What is required:
Figure out the number of lines in the data that hold the string "conifer". Reply with that figure only.

======== Record excerpts

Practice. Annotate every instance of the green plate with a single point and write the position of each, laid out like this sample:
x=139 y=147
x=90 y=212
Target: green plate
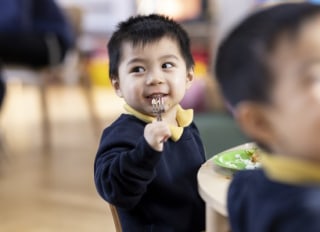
x=236 y=159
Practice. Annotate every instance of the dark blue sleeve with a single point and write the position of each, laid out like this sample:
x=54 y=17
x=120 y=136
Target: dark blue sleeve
x=124 y=165
x=303 y=214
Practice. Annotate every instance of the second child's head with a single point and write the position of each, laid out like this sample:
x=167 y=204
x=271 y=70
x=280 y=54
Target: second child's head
x=268 y=69
x=150 y=55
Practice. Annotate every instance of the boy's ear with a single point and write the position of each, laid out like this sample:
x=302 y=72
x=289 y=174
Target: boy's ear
x=116 y=85
x=190 y=77
x=252 y=119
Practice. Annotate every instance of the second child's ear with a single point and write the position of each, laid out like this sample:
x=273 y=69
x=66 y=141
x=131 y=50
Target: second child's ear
x=116 y=85
x=252 y=119
x=190 y=77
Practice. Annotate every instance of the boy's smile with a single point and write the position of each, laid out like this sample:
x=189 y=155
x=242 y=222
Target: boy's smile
x=155 y=68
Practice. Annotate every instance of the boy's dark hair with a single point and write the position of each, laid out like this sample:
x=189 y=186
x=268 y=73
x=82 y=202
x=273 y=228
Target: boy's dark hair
x=143 y=30
x=242 y=59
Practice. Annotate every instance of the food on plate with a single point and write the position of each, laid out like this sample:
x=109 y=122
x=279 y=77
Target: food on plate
x=238 y=159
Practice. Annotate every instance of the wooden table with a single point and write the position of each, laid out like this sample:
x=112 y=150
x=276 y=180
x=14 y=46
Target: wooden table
x=213 y=183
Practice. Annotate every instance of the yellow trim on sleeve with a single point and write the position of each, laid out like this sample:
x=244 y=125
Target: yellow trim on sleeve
x=184 y=119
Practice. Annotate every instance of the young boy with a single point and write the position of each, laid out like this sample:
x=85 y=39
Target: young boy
x=146 y=167
x=269 y=71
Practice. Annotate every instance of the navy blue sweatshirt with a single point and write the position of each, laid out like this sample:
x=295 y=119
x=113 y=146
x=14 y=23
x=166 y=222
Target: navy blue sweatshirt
x=258 y=204
x=152 y=191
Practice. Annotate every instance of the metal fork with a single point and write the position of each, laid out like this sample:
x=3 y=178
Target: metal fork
x=157 y=106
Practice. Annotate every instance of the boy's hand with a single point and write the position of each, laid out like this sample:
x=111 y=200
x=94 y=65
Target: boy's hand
x=156 y=133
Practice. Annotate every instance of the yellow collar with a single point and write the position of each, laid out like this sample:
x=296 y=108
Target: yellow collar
x=290 y=170
x=184 y=119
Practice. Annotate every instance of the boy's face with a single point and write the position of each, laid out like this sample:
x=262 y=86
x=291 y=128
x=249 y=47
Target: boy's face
x=155 y=68
x=292 y=120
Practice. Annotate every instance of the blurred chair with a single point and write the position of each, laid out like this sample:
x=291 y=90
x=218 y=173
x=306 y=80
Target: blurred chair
x=115 y=218
x=43 y=78
x=219 y=132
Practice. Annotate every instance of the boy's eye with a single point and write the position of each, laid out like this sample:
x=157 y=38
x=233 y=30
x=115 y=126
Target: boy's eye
x=137 y=69
x=167 y=65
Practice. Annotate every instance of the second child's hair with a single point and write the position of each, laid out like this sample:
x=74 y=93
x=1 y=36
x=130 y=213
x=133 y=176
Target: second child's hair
x=141 y=30
x=242 y=65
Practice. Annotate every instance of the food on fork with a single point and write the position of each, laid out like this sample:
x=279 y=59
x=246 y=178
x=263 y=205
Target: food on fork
x=157 y=106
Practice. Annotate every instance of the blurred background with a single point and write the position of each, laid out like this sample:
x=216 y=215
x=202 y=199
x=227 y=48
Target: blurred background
x=52 y=118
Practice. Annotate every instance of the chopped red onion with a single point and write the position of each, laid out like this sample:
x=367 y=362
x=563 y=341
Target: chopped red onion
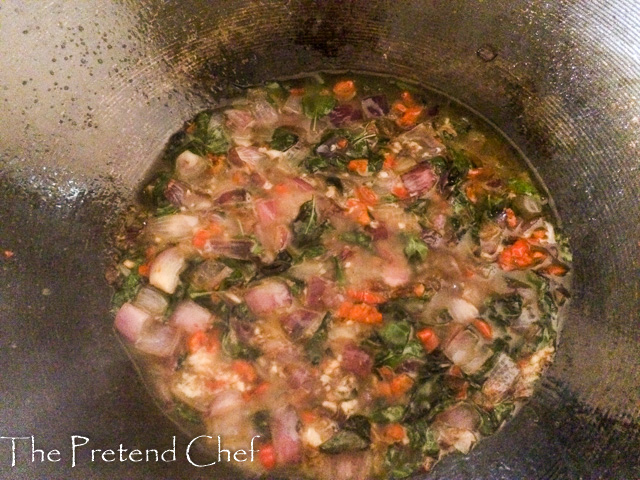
x=267 y=211
x=240 y=249
x=298 y=321
x=191 y=317
x=461 y=415
x=159 y=340
x=268 y=296
x=286 y=440
x=315 y=291
x=190 y=166
x=166 y=269
x=233 y=196
x=209 y=274
x=151 y=300
x=172 y=228
x=419 y=179
x=130 y=321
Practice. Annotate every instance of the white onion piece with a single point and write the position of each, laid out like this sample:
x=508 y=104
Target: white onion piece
x=172 y=228
x=159 y=340
x=501 y=379
x=190 y=166
x=130 y=321
x=467 y=351
x=286 y=440
x=166 y=269
x=191 y=317
x=151 y=300
x=462 y=311
x=227 y=401
x=268 y=297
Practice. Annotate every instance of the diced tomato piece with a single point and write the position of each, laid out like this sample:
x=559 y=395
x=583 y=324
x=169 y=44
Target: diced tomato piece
x=245 y=369
x=267 y=456
x=360 y=312
x=484 y=328
x=344 y=90
x=409 y=117
x=429 y=339
x=512 y=220
x=400 y=191
x=366 y=296
x=281 y=189
x=394 y=432
x=367 y=196
x=360 y=166
x=144 y=269
x=200 y=339
x=401 y=384
x=516 y=256
x=384 y=389
x=307 y=416
x=389 y=161
x=407 y=98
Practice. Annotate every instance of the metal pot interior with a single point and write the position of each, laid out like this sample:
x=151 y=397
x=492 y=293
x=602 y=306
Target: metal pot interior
x=91 y=92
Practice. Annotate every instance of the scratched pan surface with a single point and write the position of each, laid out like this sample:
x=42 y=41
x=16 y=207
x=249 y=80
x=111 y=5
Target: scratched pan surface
x=91 y=91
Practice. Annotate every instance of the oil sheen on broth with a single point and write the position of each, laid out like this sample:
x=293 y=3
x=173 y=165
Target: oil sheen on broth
x=354 y=269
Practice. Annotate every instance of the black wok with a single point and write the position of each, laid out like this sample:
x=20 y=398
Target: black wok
x=91 y=91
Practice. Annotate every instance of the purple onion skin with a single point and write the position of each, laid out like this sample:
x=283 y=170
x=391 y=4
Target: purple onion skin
x=344 y=113
x=375 y=106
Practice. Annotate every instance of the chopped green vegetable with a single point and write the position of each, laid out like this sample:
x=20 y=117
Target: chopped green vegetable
x=392 y=414
x=415 y=249
x=127 y=291
x=283 y=139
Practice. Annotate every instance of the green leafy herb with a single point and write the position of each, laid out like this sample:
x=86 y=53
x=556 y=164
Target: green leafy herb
x=127 y=291
x=316 y=104
x=522 y=186
x=283 y=139
x=306 y=228
x=390 y=414
x=261 y=421
x=356 y=237
x=395 y=335
x=415 y=249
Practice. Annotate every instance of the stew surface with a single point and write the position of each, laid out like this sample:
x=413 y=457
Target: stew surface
x=355 y=270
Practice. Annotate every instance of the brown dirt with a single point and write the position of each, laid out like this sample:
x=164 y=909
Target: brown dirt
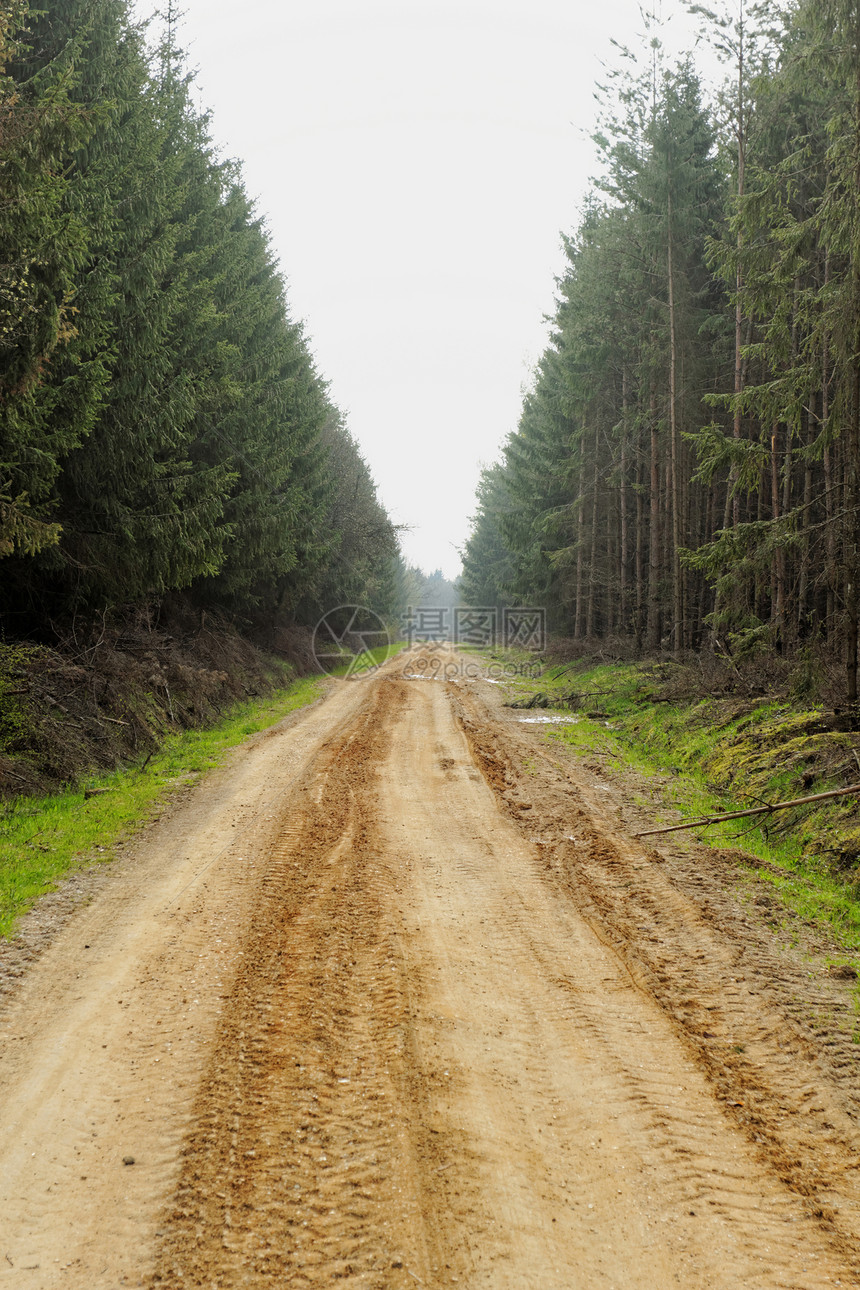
x=396 y=999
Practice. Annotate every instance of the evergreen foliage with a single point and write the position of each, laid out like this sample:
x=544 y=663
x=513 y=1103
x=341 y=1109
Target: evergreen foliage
x=163 y=425
x=686 y=470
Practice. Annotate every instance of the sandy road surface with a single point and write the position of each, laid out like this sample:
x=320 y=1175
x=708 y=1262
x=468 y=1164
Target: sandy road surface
x=396 y=1000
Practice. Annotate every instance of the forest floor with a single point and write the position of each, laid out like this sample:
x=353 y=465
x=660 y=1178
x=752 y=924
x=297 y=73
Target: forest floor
x=397 y=997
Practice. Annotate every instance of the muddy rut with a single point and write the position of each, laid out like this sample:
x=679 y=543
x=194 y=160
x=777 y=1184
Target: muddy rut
x=396 y=999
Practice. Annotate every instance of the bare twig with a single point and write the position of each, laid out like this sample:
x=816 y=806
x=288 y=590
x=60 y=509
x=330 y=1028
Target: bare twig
x=754 y=810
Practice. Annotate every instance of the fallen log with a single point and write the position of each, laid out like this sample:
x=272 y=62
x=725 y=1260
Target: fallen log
x=753 y=810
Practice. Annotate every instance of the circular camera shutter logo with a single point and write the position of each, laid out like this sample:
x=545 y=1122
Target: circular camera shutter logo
x=344 y=641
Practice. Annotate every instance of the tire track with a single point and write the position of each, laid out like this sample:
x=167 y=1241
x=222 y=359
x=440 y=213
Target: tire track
x=301 y=1170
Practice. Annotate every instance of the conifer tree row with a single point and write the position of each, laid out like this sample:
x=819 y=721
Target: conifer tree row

================

Written solution:
2